- [WHAT THE TASK ASKS]: Below are the records; return exactly the lines from the one with "the green agricultural" through the final line, both included, minus any pictures.

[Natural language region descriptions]

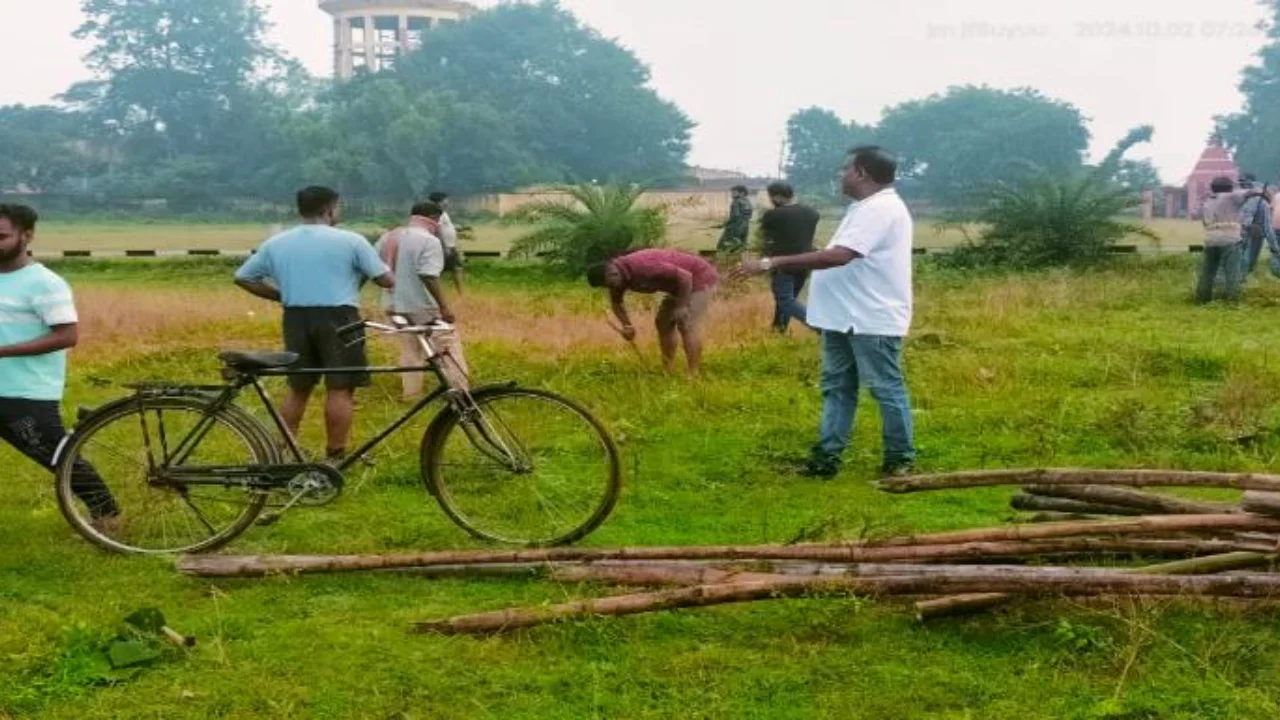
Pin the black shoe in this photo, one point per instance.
(897, 469)
(823, 470)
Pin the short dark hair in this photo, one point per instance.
(781, 190)
(429, 209)
(312, 201)
(21, 217)
(880, 164)
(595, 274)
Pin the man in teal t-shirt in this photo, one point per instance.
(37, 324)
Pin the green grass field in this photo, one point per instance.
(492, 237)
(1111, 368)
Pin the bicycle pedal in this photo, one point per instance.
(269, 519)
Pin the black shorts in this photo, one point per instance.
(452, 259)
(312, 333)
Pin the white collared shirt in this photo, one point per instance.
(871, 295)
(448, 233)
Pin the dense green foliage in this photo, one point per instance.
(190, 103)
(1052, 218)
(949, 144)
(598, 223)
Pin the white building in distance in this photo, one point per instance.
(374, 33)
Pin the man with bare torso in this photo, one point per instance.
(689, 283)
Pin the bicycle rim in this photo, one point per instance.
(529, 468)
(124, 443)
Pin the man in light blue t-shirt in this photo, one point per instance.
(37, 326)
(316, 272)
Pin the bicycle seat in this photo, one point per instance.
(257, 360)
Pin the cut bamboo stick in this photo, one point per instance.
(931, 547)
(1136, 499)
(1262, 502)
(1034, 502)
(974, 602)
(1082, 477)
(959, 580)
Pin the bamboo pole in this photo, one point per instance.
(959, 580)
(974, 602)
(1082, 477)
(1034, 502)
(1136, 499)
(929, 547)
(1262, 502)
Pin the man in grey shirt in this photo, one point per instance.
(416, 256)
(448, 235)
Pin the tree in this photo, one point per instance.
(593, 224)
(577, 103)
(1252, 132)
(40, 149)
(178, 82)
(1051, 219)
(972, 136)
(817, 144)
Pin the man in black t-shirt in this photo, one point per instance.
(787, 229)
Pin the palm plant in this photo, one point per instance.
(592, 224)
(1050, 220)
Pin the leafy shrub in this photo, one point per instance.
(594, 224)
(1051, 220)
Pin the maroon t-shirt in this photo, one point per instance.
(658, 270)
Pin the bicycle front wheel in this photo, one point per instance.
(112, 486)
(522, 466)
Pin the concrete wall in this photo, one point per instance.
(690, 204)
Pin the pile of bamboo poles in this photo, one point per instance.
(1093, 534)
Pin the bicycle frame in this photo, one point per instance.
(260, 475)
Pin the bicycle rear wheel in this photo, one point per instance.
(127, 447)
(522, 466)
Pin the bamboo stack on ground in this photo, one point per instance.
(1133, 542)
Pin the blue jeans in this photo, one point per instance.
(850, 361)
(786, 287)
(1228, 258)
(1252, 250)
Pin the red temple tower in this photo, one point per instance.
(1214, 162)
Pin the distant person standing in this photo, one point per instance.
(40, 324)
(787, 229)
(862, 301)
(688, 282)
(316, 272)
(416, 256)
(1256, 227)
(448, 235)
(1224, 247)
(737, 227)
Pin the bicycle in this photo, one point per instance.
(192, 470)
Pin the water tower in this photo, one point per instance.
(373, 33)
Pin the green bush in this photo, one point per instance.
(1051, 220)
(598, 223)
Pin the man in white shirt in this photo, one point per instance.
(416, 258)
(860, 300)
(449, 237)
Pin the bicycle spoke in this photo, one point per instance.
(167, 516)
(556, 481)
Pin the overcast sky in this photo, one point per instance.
(739, 68)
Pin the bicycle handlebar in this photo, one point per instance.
(438, 326)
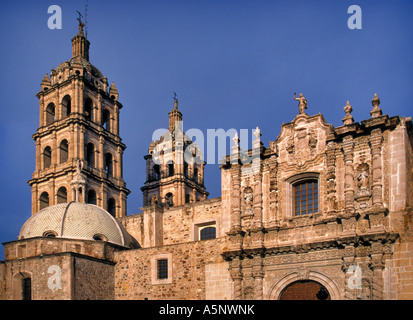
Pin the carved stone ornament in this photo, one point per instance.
(248, 198)
(302, 105)
(348, 118)
(376, 111)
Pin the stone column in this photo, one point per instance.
(376, 139)
(258, 275)
(331, 177)
(348, 146)
(236, 275)
(42, 121)
(116, 119)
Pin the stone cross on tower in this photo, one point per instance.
(302, 105)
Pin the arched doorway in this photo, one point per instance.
(305, 290)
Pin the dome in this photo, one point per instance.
(78, 221)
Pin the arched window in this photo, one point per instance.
(99, 237)
(91, 197)
(305, 290)
(47, 157)
(169, 199)
(106, 119)
(109, 164)
(195, 174)
(88, 109)
(305, 197)
(171, 170)
(50, 113)
(64, 151)
(66, 106)
(185, 169)
(206, 233)
(44, 200)
(62, 195)
(112, 207)
(27, 288)
(90, 154)
(49, 234)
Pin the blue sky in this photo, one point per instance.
(233, 64)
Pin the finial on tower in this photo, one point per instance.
(81, 24)
(80, 45)
(302, 105)
(376, 111)
(175, 101)
(348, 118)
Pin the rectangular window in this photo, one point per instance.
(306, 198)
(207, 233)
(163, 269)
(27, 289)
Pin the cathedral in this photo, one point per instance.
(321, 213)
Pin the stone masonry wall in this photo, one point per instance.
(135, 272)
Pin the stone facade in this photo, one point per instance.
(79, 126)
(321, 209)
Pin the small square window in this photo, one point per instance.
(163, 269)
(306, 198)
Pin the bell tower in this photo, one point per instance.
(174, 167)
(79, 153)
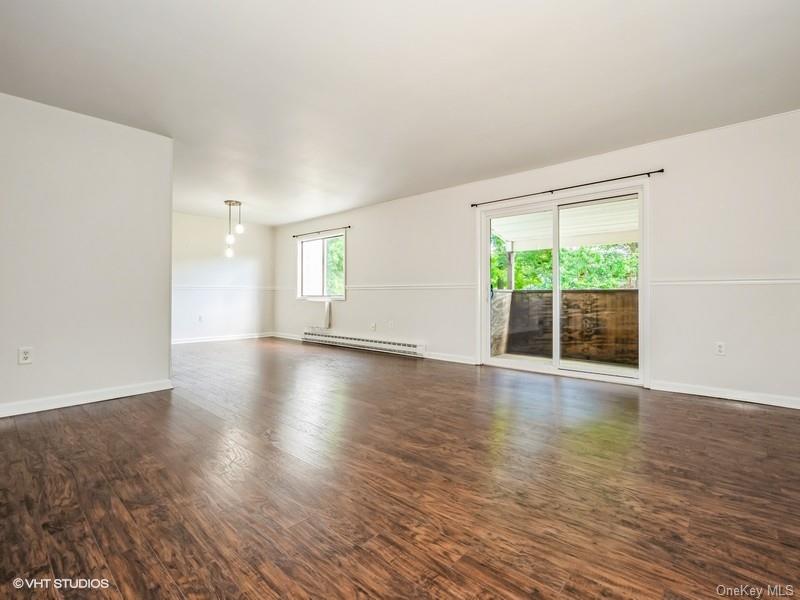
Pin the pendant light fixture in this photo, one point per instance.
(239, 227)
(230, 239)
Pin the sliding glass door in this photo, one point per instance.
(563, 279)
(521, 285)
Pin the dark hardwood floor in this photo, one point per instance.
(276, 469)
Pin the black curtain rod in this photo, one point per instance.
(569, 187)
(323, 231)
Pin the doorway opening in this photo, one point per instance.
(562, 281)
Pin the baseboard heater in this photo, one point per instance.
(361, 343)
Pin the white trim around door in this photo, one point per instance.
(552, 203)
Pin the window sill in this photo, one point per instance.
(322, 298)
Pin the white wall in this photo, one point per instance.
(215, 297)
(85, 208)
(725, 259)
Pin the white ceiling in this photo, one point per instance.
(300, 108)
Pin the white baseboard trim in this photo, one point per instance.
(286, 336)
(457, 358)
(727, 394)
(22, 407)
(223, 338)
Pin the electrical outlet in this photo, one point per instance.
(25, 355)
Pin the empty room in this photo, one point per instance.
(399, 299)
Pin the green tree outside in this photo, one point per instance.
(606, 266)
(334, 262)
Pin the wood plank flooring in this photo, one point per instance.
(282, 470)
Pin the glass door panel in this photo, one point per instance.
(598, 265)
(521, 285)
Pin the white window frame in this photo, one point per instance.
(553, 203)
(310, 238)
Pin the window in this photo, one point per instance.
(321, 267)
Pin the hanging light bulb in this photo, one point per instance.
(239, 227)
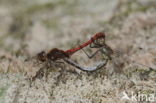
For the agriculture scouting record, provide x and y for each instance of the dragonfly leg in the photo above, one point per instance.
(98, 65)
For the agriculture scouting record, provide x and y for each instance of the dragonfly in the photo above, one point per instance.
(54, 56)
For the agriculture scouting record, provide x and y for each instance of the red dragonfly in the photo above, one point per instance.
(54, 55)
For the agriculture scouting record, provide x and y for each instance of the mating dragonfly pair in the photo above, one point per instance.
(97, 41)
(54, 56)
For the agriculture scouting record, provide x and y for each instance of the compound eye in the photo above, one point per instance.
(42, 56)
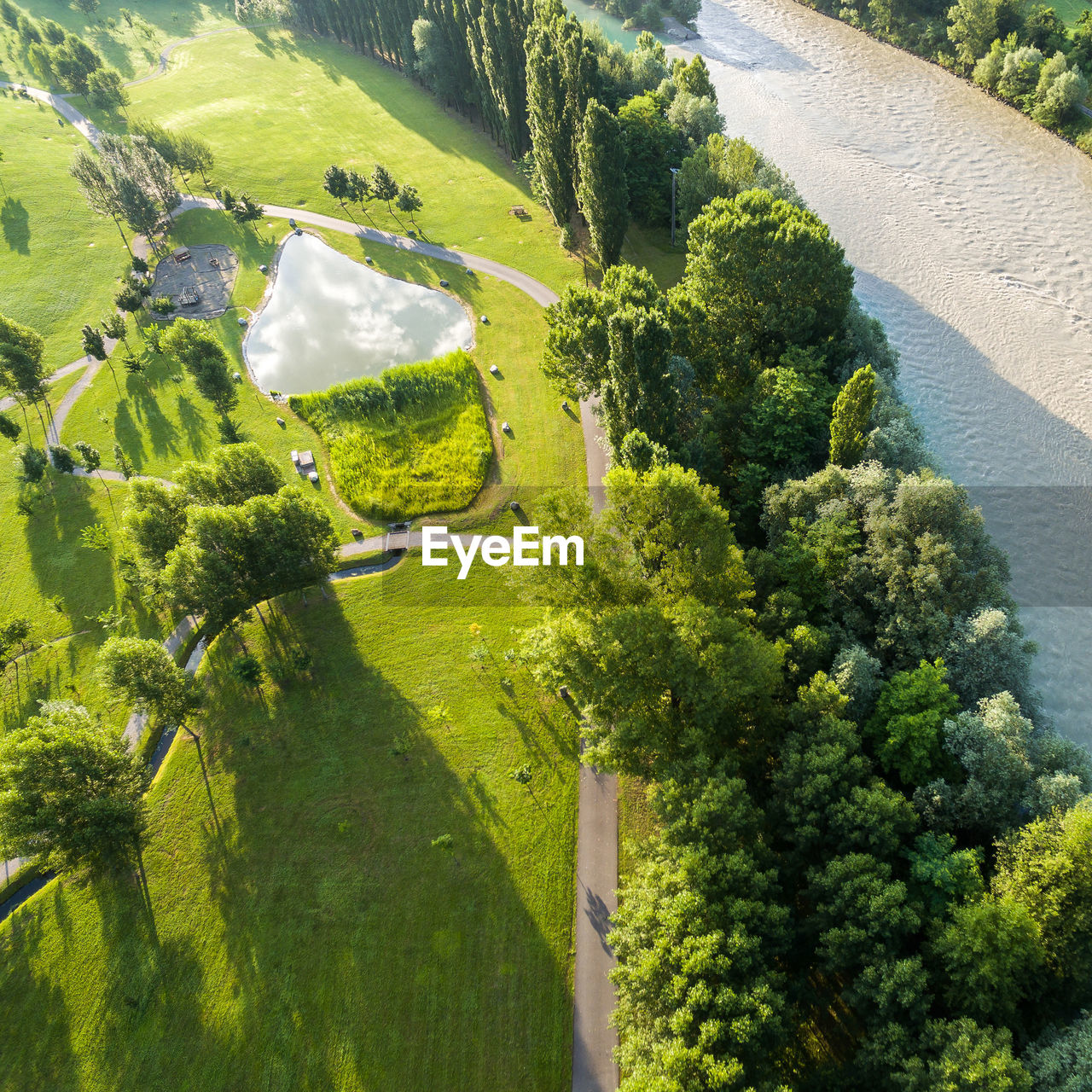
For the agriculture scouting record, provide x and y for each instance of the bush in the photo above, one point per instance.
(410, 443)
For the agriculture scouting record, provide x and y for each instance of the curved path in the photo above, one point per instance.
(593, 1040)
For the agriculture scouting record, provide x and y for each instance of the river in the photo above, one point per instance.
(971, 233)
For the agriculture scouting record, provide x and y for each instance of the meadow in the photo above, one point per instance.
(346, 889)
(413, 441)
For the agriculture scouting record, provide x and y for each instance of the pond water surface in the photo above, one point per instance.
(330, 319)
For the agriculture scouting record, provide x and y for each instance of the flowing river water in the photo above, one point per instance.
(971, 233)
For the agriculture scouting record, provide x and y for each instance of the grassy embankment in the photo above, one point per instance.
(301, 929)
(410, 443)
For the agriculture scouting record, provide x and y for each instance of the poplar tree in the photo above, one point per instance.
(603, 192)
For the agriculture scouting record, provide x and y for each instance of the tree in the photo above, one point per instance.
(959, 1056)
(97, 188)
(62, 457)
(202, 354)
(853, 410)
(335, 183)
(990, 960)
(653, 632)
(230, 558)
(106, 90)
(1046, 866)
(652, 147)
(907, 726)
(383, 186)
(247, 211)
(603, 194)
(1005, 769)
(142, 671)
(123, 462)
(973, 26)
(92, 463)
(73, 61)
(71, 790)
(409, 202)
(769, 276)
(232, 476)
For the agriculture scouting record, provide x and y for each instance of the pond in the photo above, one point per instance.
(330, 319)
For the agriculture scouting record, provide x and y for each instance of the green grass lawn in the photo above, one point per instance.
(413, 441)
(279, 109)
(62, 587)
(301, 931)
(160, 423)
(128, 49)
(58, 261)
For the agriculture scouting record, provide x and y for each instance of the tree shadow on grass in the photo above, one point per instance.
(38, 1053)
(81, 578)
(16, 225)
(363, 954)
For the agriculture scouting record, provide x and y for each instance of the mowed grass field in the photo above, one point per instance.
(129, 49)
(301, 929)
(58, 261)
(277, 109)
(160, 423)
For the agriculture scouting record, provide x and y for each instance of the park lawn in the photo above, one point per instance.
(413, 441)
(58, 260)
(301, 929)
(47, 576)
(277, 109)
(123, 47)
(162, 429)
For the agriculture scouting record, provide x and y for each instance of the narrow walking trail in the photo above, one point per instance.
(593, 1038)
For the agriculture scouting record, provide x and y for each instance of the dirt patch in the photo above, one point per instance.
(209, 273)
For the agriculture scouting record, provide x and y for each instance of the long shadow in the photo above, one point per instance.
(339, 792)
(1030, 472)
(15, 221)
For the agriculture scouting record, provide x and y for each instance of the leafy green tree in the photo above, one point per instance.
(383, 186)
(71, 790)
(907, 728)
(653, 145)
(942, 874)
(768, 276)
(1048, 867)
(143, 673)
(701, 1002)
(202, 354)
(990, 960)
(578, 346)
(972, 26)
(73, 61)
(962, 1056)
(335, 183)
(233, 557)
(232, 476)
(1060, 1060)
(247, 211)
(725, 168)
(603, 194)
(409, 202)
(107, 90)
(853, 410)
(653, 634)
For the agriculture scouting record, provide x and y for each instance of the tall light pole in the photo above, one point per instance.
(674, 171)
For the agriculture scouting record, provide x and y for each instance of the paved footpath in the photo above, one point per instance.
(593, 1040)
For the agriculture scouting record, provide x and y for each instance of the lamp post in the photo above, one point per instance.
(674, 171)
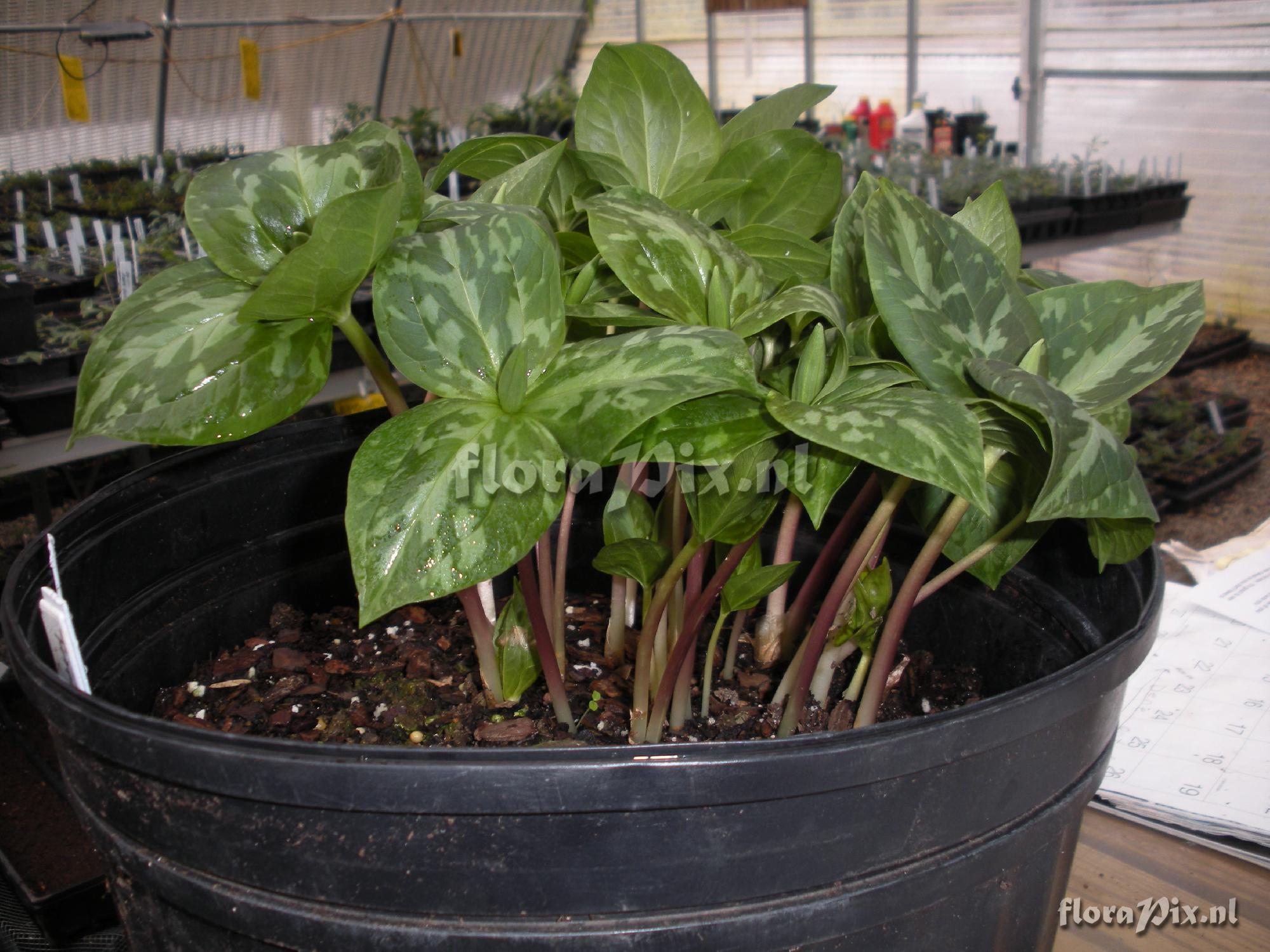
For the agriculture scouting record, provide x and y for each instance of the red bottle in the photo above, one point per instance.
(882, 126)
(862, 116)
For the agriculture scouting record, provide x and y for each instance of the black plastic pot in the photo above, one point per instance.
(954, 832)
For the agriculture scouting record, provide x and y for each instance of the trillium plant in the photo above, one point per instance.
(697, 319)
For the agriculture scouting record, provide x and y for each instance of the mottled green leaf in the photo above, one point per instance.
(1111, 340)
(849, 271)
(490, 157)
(989, 219)
(525, 185)
(666, 257)
(444, 497)
(1120, 541)
(638, 559)
(915, 433)
(598, 392)
(318, 280)
(628, 515)
(606, 315)
(453, 304)
(642, 107)
(515, 653)
(794, 182)
(746, 590)
(783, 256)
(778, 111)
(176, 366)
(797, 300)
(1092, 474)
(707, 201)
(731, 502)
(716, 427)
(250, 214)
(943, 294)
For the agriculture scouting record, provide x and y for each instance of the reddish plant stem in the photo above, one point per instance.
(815, 583)
(885, 652)
(543, 639)
(681, 654)
(485, 638)
(841, 586)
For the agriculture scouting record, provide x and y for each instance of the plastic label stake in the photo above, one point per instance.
(60, 629)
(77, 262)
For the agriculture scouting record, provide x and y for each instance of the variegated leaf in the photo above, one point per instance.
(707, 201)
(605, 315)
(943, 294)
(778, 111)
(915, 433)
(989, 219)
(666, 257)
(716, 427)
(1120, 541)
(176, 366)
(849, 271)
(525, 185)
(250, 214)
(1092, 474)
(318, 280)
(794, 182)
(798, 300)
(488, 157)
(451, 305)
(1111, 340)
(444, 497)
(642, 107)
(731, 502)
(598, 392)
(783, 256)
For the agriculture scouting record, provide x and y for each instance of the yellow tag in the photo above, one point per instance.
(355, 406)
(73, 88)
(251, 56)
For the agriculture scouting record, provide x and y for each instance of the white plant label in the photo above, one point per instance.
(77, 261)
(60, 629)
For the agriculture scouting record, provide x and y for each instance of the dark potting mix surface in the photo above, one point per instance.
(412, 678)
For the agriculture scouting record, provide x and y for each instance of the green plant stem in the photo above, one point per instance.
(846, 578)
(485, 638)
(552, 673)
(562, 563)
(730, 659)
(645, 651)
(965, 563)
(681, 657)
(820, 573)
(374, 361)
(708, 673)
(769, 637)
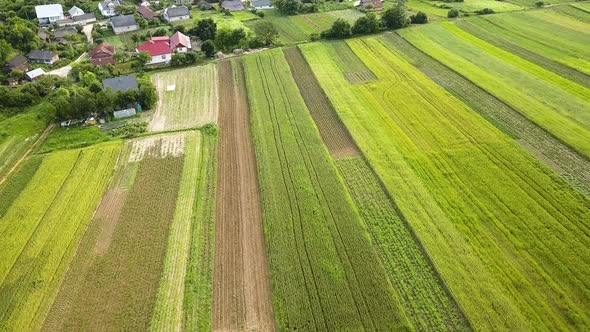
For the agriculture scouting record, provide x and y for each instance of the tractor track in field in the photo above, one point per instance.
(241, 290)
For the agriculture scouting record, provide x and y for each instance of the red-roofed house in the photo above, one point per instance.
(102, 55)
(162, 48)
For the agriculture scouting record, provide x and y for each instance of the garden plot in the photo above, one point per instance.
(187, 98)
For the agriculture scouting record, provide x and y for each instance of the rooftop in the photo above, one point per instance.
(121, 83)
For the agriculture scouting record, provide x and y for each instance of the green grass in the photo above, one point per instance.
(490, 216)
(325, 273)
(41, 230)
(199, 274)
(19, 132)
(544, 97)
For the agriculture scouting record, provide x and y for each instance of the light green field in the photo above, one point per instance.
(41, 230)
(489, 215)
(554, 103)
(325, 273)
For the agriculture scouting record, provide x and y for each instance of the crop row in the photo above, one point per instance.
(490, 216)
(42, 231)
(554, 103)
(325, 274)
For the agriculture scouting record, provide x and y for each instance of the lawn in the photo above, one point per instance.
(42, 228)
(325, 273)
(490, 216)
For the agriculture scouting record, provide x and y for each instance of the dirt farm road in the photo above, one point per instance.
(241, 289)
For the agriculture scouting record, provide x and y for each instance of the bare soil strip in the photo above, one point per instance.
(335, 136)
(241, 291)
(555, 154)
(113, 280)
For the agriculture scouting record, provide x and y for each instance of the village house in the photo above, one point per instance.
(124, 23)
(75, 11)
(161, 49)
(173, 14)
(232, 5)
(107, 7)
(103, 54)
(261, 4)
(34, 74)
(19, 63)
(48, 14)
(42, 56)
(146, 12)
(121, 83)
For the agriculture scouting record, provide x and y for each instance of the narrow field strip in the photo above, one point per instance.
(562, 159)
(37, 273)
(325, 273)
(484, 30)
(114, 278)
(546, 102)
(198, 283)
(187, 98)
(470, 194)
(337, 139)
(241, 291)
(169, 313)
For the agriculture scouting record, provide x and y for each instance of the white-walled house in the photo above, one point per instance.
(48, 14)
(107, 7)
(176, 13)
(161, 49)
(124, 23)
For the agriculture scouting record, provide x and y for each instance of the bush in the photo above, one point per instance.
(453, 13)
(419, 18)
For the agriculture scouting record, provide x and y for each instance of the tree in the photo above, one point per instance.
(5, 51)
(366, 25)
(395, 18)
(266, 31)
(419, 18)
(205, 29)
(453, 13)
(340, 29)
(287, 7)
(208, 47)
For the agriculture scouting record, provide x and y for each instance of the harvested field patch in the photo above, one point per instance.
(241, 292)
(565, 161)
(115, 287)
(332, 131)
(41, 230)
(192, 103)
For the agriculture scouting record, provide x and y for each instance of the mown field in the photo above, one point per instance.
(187, 98)
(482, 199)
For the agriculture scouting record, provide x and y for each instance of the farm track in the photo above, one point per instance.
(425, 298)
(241, 291)
(113, 280)
(332, 130)
(555, 154)
(556, 67)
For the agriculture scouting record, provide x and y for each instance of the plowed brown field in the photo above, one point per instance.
(241, 290)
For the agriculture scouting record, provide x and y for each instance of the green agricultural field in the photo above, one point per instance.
(549, 100)
(187, 98)
(490, 216)
(42, 227)
(325, 274)
(18, 133)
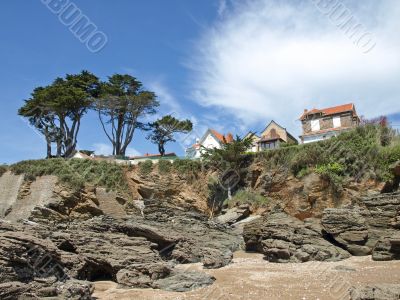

- [RESULT FOR THIS EXERCISE]:
For the agriculture scouting record, provide x and y for each instance of the green agricultural field in the photo above, one point per instance.
(549, 100)
(187, 98)
(490, 216)
(42, 227)
(325, 274)
(18, 133)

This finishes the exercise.